* PAGE:
ML turns video of a 360° turn into 3D model of a person

Y	Hacker News new \| ask \| show \| jobs

	ML turns video of a 360° turn into 3D model of a person (sciencemag.org)
	96 points by mikeyanderson 2988 days ago

10 comments

symisc_devel 2988 days ago

Link to the paper: https://arxiv.org/abs/1803.04758

link

neonate 2988 days ago

And to the video: https://www.youtube.com/watch?v=nPOawky2eNk

link

llao 2988 days ago

Oh how I hate marketing speech.

First of all, the title should include "video of a predefined 360° turn".

And then they say something along the lines of "average accuracy of about 5mm" for joining the constructed modeled joints to their model, while you see the body wobbling around happily.

This is an impressive demo, but gah!

link

dang 2988 days ago

Ok, we'll give it a 360° turn above.

link

nitrogen 2988 days ago

Structure from motion is an existing technique. What is the contribution of ML in this case (it seems like joint positioning maybe?)?

https://en.m.wikipedia.org/wiki/Structure_from_motion

link

ansgri 2988 days ago

99%¹ of computer vision problems are 80% solved. The problem is, you need 95+% solution to be practically useful.

Binocular stereo vision has just approached general applicability, and SfM is mostly used in very constrained environments (traffic analysis) or with large computational resources with manual correction (offline 3D mapping from aerial data).

¹ Numbers are metaphoric only, based on experience in scientific and industrial CV.

link

fsloth 2988 days ago

SFM does not automatically provide joint locations. Also, a casual 360 video around a subject does not provide enough data for producing a full body mesh.

link

raghavkhanna 2988 days ago

How is this ML? They use a CNN for foreground segmentation, a minor step in their pipeline. But the major contribution seems to be putting the silhouettes in a common reference frame. I sincerely hope sciencemag isn’t putting ML in the title purely to jump on the bandwagon.

link

eclee2 2988 days ago

What a farce. The use of the ML for background subtraction is almost inconsequential to the contribution of the paper and the result.

link

utkarshsinha 2988 days ago

It's someone standing in front of a green screen. You don't need ML to find a person's silhouette.

link

seandougall 2988 days ago

To be fair, they do have examples that aren’t chroma keyed; they just lead with one that is.

Which is not to say that ML is necessary for this sort of computer vision task, but I wonder if it yields better or sharper results than other techniques?

link

extralego 2987 days ago

Same. As someone who has spent an embarrassing amount of time keying and tracking video footage over the years, I’m surprised ML isn’t being used for this more often in studios by now.

* REQUIRED TASKS:
#1 Reproduce, word for word, the stretch of the Hacker News thread that opens with the words containing "99%¹ of computer" and closes with "full body mesh.".
#2 In the Hacker News thread, what does the commenter raghavkhanna say the authors use a CNN for?

* DATA EXCERPTS:
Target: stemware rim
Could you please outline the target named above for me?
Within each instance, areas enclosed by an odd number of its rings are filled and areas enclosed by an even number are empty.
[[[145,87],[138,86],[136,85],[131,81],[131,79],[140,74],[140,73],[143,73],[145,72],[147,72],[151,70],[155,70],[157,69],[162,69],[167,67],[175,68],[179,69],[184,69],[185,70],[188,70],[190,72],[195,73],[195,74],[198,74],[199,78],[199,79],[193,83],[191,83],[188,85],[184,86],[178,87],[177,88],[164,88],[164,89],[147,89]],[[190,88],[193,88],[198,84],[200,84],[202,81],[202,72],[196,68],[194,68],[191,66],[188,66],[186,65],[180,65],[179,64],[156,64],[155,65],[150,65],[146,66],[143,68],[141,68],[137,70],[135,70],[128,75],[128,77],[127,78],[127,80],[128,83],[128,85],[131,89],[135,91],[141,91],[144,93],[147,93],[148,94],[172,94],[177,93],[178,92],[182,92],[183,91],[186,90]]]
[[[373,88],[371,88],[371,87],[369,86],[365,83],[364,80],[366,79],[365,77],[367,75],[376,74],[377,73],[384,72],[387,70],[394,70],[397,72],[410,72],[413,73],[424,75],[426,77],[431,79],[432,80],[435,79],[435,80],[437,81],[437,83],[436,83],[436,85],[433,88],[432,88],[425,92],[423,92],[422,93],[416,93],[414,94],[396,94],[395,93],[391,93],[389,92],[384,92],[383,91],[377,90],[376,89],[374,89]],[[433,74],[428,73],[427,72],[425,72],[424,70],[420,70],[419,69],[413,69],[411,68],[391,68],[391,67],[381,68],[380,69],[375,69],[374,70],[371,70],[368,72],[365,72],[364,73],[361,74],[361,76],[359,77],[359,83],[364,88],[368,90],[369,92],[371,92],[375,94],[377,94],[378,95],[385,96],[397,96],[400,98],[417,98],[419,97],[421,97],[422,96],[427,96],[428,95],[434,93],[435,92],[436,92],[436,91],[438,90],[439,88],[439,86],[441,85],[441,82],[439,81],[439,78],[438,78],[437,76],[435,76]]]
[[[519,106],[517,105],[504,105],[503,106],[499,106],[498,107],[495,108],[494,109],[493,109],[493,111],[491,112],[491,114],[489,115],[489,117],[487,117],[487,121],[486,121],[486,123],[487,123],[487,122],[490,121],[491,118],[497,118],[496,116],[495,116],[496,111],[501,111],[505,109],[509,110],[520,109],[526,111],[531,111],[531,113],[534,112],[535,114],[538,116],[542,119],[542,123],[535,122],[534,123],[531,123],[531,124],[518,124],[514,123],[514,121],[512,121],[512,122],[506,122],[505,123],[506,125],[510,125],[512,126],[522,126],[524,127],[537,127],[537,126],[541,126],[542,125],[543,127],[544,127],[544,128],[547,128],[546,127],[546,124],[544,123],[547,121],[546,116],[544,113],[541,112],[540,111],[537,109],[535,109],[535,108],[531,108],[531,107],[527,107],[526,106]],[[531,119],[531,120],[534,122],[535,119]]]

* THE RESPONSES:
#1
99%¹ of computer vision problems are 80% solved. The problem is, you need 95+% solution to be practically useful.

Binocular stereo vision has just approached general applicability, and SfM is mostly used in very constrained environments (traffic analysis) or with large computational resources with manual correction (offline 3D mapping from aerial data).

¹ Numbers are metaphoric only, based on experience in scientific and industrial CV.

link

fsloth 2988 days ago

SFM does not automatically provide joint locations. Also, a casual 360 video around a subject does not provide enough data for producing a full body mesh.

#2 Foreground segmentation.